══ RECORDS FOR THE TASK ══
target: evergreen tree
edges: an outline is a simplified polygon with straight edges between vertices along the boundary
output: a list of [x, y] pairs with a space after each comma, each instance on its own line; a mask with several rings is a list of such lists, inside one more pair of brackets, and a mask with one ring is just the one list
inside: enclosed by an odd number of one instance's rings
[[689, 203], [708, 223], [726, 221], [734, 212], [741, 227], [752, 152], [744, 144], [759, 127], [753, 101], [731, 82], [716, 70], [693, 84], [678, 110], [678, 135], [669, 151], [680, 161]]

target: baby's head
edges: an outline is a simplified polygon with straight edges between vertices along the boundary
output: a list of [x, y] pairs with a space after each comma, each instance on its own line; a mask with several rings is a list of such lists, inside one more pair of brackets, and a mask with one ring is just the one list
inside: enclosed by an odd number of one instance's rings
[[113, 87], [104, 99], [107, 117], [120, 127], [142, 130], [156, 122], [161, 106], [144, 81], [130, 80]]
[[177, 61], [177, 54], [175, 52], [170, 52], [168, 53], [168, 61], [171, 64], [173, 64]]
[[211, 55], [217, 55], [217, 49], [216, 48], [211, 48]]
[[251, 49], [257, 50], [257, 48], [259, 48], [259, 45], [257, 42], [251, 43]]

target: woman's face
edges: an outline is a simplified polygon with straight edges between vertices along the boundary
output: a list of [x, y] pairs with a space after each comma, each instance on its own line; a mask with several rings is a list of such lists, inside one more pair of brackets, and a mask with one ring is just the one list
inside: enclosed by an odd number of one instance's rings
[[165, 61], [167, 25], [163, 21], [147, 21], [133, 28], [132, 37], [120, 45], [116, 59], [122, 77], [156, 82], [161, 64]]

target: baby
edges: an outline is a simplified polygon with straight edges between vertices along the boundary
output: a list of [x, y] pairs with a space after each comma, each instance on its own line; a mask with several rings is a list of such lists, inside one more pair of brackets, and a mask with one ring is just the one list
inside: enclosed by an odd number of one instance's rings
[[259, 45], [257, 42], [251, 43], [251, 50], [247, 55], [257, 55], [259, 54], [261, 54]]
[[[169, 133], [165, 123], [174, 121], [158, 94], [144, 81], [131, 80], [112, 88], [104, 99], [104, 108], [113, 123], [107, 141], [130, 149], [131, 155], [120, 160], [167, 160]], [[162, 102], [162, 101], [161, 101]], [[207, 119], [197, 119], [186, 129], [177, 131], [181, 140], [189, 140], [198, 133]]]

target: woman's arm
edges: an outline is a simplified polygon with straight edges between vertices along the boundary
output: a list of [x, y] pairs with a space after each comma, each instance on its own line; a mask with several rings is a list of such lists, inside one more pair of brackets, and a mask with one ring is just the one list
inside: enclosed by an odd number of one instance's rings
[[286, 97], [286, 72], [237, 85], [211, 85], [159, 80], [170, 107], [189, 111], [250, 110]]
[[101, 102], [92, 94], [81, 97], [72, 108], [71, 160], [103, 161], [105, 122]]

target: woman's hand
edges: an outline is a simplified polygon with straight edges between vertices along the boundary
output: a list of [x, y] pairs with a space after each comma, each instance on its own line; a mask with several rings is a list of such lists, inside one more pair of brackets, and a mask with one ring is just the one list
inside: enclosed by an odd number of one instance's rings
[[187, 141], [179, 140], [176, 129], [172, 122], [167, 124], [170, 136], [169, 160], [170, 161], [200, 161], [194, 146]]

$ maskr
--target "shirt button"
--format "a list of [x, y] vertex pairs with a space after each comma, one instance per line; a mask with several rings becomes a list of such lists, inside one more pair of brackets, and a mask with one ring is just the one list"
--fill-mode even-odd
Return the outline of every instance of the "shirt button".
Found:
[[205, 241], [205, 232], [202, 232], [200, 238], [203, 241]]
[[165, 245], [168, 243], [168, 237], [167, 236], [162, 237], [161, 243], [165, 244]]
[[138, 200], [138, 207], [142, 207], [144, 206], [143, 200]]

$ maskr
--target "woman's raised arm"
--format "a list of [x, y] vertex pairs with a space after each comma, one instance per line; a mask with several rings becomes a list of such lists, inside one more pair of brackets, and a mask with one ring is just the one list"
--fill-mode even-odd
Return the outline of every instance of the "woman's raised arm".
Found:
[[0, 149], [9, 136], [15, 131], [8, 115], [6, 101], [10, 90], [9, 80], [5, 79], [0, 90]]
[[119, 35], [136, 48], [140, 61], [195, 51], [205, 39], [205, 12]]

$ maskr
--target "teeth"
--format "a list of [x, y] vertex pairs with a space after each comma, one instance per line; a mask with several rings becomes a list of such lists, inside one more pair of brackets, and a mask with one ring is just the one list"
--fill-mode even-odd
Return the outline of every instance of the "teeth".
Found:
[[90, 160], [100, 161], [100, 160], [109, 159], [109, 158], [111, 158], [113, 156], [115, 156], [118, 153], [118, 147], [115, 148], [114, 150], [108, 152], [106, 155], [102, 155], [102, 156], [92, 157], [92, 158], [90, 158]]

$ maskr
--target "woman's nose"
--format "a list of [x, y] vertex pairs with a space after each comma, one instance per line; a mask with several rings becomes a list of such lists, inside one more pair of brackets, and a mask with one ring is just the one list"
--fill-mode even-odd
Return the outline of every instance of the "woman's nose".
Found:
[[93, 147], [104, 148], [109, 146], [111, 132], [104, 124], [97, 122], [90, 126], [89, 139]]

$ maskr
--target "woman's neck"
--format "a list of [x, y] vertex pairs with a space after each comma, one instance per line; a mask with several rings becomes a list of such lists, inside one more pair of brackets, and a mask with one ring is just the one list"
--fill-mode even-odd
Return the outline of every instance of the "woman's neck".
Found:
═══
» THE REQUEST: Copy every line above that contains the string "raised", and treat uppercase and lowercase letters as different.

» SOLVED EXERCISE:
--target "woman's raised arm"
Return the outline of every instance of the "woman's raised arm".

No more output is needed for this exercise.